- Supplied material:
+-------+
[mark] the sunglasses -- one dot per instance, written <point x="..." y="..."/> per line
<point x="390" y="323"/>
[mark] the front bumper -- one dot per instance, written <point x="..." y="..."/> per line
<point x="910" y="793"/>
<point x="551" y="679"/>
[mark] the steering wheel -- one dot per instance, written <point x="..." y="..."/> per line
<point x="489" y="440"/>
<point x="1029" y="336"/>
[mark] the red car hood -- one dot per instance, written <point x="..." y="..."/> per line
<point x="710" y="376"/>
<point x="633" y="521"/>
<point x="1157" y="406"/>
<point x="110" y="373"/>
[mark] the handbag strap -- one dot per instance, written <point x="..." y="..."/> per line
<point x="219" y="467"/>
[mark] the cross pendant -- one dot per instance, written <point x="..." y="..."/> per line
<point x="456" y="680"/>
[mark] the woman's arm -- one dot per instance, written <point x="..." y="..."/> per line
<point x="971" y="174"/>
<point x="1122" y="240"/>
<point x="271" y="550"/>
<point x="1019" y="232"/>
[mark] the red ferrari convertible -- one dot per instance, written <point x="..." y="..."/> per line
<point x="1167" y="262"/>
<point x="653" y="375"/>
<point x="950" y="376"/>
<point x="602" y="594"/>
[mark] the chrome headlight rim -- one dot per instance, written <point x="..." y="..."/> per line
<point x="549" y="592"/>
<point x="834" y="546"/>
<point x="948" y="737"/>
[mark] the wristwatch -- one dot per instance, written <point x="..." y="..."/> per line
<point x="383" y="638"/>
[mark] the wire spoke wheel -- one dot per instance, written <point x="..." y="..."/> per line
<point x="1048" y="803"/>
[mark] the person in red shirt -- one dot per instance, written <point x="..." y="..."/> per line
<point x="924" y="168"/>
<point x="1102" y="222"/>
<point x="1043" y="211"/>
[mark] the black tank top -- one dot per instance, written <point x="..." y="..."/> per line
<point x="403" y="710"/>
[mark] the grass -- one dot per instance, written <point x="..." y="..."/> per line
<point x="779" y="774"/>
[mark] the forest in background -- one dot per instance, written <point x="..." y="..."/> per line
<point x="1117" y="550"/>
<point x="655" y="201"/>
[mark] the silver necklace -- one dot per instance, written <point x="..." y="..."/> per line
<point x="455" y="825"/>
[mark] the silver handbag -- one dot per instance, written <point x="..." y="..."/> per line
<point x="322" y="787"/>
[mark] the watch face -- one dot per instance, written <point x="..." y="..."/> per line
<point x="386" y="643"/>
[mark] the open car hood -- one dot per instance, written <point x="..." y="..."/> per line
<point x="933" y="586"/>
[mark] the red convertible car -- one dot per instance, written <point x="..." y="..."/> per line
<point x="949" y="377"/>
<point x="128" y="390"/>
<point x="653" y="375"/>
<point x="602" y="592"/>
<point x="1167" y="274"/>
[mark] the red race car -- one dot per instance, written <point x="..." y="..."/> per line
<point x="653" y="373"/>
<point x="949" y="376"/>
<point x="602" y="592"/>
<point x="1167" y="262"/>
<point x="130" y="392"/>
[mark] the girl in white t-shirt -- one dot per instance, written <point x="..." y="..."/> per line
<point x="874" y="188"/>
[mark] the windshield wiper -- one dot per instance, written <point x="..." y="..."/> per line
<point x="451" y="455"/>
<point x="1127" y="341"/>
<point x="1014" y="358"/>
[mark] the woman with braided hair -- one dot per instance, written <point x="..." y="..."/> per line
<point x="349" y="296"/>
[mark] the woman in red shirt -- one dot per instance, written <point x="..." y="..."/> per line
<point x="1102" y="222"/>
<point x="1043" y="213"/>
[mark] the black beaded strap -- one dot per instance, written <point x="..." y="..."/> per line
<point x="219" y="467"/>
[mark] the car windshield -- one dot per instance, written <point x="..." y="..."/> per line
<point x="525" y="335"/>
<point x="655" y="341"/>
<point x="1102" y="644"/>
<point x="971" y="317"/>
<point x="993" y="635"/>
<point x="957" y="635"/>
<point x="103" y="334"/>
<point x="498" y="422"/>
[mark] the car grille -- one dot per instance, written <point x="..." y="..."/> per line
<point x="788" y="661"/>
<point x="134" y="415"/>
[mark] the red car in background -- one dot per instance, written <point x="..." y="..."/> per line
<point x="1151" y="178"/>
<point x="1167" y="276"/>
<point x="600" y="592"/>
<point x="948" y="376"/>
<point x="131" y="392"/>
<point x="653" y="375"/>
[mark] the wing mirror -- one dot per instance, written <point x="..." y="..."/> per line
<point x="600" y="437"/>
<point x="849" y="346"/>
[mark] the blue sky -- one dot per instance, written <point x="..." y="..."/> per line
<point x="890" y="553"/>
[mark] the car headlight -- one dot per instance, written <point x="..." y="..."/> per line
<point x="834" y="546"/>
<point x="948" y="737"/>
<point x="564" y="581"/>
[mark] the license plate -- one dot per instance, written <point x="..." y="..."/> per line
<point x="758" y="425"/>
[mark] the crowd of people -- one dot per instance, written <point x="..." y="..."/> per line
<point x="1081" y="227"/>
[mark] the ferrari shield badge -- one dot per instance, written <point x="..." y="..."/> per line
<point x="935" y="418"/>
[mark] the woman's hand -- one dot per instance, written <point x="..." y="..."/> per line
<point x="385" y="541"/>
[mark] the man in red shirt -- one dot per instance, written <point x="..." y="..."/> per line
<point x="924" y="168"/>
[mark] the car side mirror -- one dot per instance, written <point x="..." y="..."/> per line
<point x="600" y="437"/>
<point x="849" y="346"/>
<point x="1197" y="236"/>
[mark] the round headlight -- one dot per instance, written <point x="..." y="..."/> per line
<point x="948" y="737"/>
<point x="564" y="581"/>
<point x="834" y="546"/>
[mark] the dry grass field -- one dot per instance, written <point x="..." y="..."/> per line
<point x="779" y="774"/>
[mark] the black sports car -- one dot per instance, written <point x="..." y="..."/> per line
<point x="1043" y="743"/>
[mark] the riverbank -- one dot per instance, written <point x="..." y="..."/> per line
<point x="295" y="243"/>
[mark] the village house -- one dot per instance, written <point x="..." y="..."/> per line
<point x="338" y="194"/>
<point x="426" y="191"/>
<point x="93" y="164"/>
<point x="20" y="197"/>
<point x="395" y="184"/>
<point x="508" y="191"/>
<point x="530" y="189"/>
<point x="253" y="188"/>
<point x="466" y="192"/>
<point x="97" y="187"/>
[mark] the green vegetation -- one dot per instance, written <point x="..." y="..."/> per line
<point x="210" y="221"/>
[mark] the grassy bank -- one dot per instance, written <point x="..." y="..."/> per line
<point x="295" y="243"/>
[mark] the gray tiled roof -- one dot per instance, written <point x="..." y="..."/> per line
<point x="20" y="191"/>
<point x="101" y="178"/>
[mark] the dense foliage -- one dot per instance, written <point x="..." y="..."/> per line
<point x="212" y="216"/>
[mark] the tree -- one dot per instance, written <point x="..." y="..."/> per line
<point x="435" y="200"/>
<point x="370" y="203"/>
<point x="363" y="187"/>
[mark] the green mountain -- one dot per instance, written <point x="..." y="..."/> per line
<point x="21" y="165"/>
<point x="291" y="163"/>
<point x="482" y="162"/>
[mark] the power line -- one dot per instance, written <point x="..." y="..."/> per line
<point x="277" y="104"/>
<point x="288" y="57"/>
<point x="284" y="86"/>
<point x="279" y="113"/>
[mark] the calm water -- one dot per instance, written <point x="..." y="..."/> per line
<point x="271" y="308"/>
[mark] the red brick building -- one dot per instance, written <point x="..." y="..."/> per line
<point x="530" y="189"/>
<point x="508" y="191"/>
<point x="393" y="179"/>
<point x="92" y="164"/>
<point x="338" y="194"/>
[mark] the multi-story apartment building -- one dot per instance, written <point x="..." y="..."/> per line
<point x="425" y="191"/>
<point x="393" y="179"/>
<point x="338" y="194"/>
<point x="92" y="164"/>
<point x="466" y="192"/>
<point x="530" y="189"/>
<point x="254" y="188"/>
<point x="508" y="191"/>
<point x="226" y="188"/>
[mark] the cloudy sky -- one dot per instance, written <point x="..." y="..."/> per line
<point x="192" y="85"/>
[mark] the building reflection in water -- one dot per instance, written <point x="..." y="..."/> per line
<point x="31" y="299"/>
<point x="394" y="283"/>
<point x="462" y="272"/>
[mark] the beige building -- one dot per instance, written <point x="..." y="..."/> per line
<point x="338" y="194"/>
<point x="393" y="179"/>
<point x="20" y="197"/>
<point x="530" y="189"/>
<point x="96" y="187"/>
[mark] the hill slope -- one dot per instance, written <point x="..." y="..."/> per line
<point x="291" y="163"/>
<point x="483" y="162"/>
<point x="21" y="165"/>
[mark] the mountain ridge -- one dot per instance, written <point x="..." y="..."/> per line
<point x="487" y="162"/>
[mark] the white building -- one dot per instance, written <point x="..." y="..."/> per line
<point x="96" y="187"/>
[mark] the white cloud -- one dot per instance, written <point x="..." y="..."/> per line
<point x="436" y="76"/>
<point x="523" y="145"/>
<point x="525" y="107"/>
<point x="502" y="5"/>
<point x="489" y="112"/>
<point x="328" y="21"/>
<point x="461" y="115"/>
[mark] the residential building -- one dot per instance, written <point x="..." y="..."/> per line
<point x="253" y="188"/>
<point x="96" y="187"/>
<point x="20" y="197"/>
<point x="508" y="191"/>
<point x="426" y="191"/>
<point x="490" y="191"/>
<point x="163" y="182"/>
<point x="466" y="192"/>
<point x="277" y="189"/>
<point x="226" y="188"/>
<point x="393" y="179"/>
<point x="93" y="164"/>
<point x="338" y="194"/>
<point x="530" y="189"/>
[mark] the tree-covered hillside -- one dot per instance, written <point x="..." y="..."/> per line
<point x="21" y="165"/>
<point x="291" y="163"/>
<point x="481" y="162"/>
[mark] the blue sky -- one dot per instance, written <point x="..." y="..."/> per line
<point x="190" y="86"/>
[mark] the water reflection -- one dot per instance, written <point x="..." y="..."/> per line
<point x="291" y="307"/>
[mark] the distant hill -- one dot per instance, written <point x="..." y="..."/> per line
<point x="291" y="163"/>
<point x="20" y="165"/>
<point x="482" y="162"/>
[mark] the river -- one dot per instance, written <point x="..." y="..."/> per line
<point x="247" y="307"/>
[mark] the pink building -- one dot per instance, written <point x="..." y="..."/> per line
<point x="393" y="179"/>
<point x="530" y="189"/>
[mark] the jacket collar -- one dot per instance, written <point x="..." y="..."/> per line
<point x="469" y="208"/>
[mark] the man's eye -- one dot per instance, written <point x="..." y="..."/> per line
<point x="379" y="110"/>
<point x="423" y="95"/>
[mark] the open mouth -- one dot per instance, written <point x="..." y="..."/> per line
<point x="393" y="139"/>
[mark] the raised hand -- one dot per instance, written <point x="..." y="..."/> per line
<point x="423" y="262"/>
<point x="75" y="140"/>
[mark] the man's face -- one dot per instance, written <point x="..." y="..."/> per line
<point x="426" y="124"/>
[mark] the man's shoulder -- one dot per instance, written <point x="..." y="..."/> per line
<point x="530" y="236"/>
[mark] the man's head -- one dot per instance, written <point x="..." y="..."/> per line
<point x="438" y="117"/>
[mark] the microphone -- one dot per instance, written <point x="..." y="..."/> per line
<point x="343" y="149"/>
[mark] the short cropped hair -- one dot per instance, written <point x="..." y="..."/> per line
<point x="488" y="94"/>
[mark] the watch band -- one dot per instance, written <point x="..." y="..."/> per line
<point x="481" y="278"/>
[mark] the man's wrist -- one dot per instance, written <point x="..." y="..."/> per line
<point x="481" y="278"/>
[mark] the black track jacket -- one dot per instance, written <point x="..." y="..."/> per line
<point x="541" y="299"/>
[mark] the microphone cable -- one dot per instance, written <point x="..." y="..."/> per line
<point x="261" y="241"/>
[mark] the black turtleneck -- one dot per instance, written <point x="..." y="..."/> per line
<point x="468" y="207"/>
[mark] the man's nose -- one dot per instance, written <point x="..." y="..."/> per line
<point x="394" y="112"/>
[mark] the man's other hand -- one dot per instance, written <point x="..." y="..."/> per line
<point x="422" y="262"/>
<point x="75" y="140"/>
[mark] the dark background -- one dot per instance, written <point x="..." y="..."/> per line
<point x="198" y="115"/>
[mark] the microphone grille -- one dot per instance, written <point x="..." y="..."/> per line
+-------+
- Task goal: Copy out, word for word, only the lines from the one with "[mark] the dark" through the last line of the material above.

- Task result:
[mark] the dark background -- one dot per instance, written <point x="..." y="..."/> per line
<point x="198" y="115"/>
[mark] the microphone grille -- one dot per instance, written <point x="..." y="..."/> per line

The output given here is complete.